## 短い練習 1
家業と就職についての文章で、筆者が進学先として決めた大学はどこですか。
## 短い練習 2
家業と就職についての文章の内容に沿って、筆者がリクルートへの入社を決めた理由を1～3文で説明しなさい。
## 短い練習 3
家業と就職についての文章を、最後の文の後から書き進めなさい。

## 出典
++++++++++

父親が電気工事業を営んでおり、私が長男だったこともあったため、小さい頃から家業を継ぐことは当たり前のことだと思っていました。将来に備えて、学生時代から夏休み、冬休み、春休みには家の仕事を手伝うのはごく当たり前という環境で育ちました。

家業を継ぐという道は、私にとっては既定路線だったのです

大学も工学部電気工学科を志望しました。親元を離れたいという想いもあり、家計的にも負担の少ない国立大学を選び、横浜国立大学へ進学することを決めました。

実力より上の大学でしたが、とにかく東京で華々しいキャンパスライフを楽しむことだけを夢見て猛勉強。晴れて合格した後は、もう解放感で一杯。将来のことなど深く考えないまま就職活動の時期となりました。

学生時代に唯一熱中したいのが、ツアーサークルでの活動です。学生向けスキーバスツアーの企画を中心に、企業にスポンサーになってもらいイベントを開催するなど、ベンチャー企業で働くまねごとのような体験をさせてもらいました。

家業を継ぐ前に、社会経験を積んだ方が良いだろうから、という理由で就職活動を始めました。当時は、バブル景気前の空前の売り手市場。理系学部ということもあり、教授の推薦があればどこにでも入れるような状況だったので、何となくかっこよさそうだからとソニーかIBM(アイビーエム)がいいなと安易に考えていました。

でも、私の場合は「3年限定」の就職です。OB・OG訪問の際にそれを素直に伝えてみると、「3年で辞めるなんてもったいない。そういう価値観ではうちには来ないほうがいい。」という反応ばかりでした。今考えれば、大企業が3年で辞める学生を雇うはずがないですよね。

理系出身者が配属されるような研究分野であればなおさら、定年まで働き続けるのが当たり前の世界でした。そんな風潮を感じ取った私は、良くも悪くも「3年で辞めるなら大手企業に行くのはちょっと違うかも」と考えるようになりました。

3年で実家に戻って家業を継ごう」と考えていた私が最終的に選んだ会社は、当時の理系出身者は選ぶことがなかったであろう、リクルートでした。

定年まで働くのが前提の会社には入社できない」「それなら、ほかの業界もいろいろと見てみよう」と考えて、商社や金融といった文系の学生が進む業界を見て周るようになりました。その延長線上で出会ったのが、リクルートです。

当時、インターネットが無い中で通信やコンピュータ事業に乗り出し、新しいビジネスモデルで成長していたリクルートには、他にはない起業家精神を感じました。業界や仕事内容よりも、若い社員が多く新しいことに挑戦して急成長している企業で、とにかくアグレッシブな会社でした。さらに魅力的だったのは、技術系の採用をスタートさせたばかりだったこと、そして「3年で辞めてもいいよ」と言われたことです。

                  

3年で実家に戻って家業を継ごう」と考えていた私は、3年で辞められるという条件を満たしたからリクルートに入社することを決めました。ところが、そのリクルートで結局10年も働き、おまけに父親の家業を継ぐことなく、自分で一から起業するという想像もしていなかった道へと進むこととなりました。

++++++++++

## 抽出データ
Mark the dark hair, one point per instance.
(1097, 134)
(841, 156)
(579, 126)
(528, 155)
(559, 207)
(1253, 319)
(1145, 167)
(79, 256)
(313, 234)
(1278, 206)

++++++++++

## 解答 1
横浜国立大学です。

## 解答 2
筆者は3年で実家に戻って家業を継ぐつもりだったので、3年で辞められるという条件を満たしたリクルートへの入社を決めました。リクルートには起業家精神が感じられたうえに、技術系の採用を始めたばかりで、「3年で辞めてもいいよ」と言われたことが魅力でした。

## 解答 3
先入観は覆されるもの。嫌で仕方がなかった新規営業の楽しさに目覚める

リクルートにエンジニアとして採用されたはずの私の最初の配属先は、なんと営業でした。当時の私にとっての営業とは、飛び込み、ノルマ、グラフによる数字争い、人に嫌がられるという、とにかく最悪のイメージをもっていました。

さらに、入社早々、飛び込み訪問をしてできるだけたくさんの名刺をもらってくる「名刺獲得キャンペーン」が始まったのです。自分に最も向いていないと思っていたし、実際、獲得できた名刺の数はダントツにビリでした。辛くて辛くて、ゴールデンウィーク前には半分鬱状態でした。

成績は悪いし、半分鬱状態になっていた私を見るに見かねたのか? ゴールデンウィーク明けに異動を命じられました。異動先は、人事の理系学生の採用担当です。ほっとしたのはたしかですが、この異動を機に、二度とごめんだと思っていた新規営業の楽しさに目覚めることとなったのです

与えられた任務は、関東の上位大学から5人採用すること。しかし、インターネットのない時代です。試行錯誤しながらあらゆる手段を使ってリクルートの魅力を伝えていきました。

学生リストのようなものを片手にひたすら自宅に電話をかける、大学に出向いて直接学生にアプローチするなど必死に頑張った結果、ノルマであった5人を採用することができたのです。とてもやりがいを感じた仕事でした。と同時に気づいたのが「これって営業と同じではないか? 」ということ。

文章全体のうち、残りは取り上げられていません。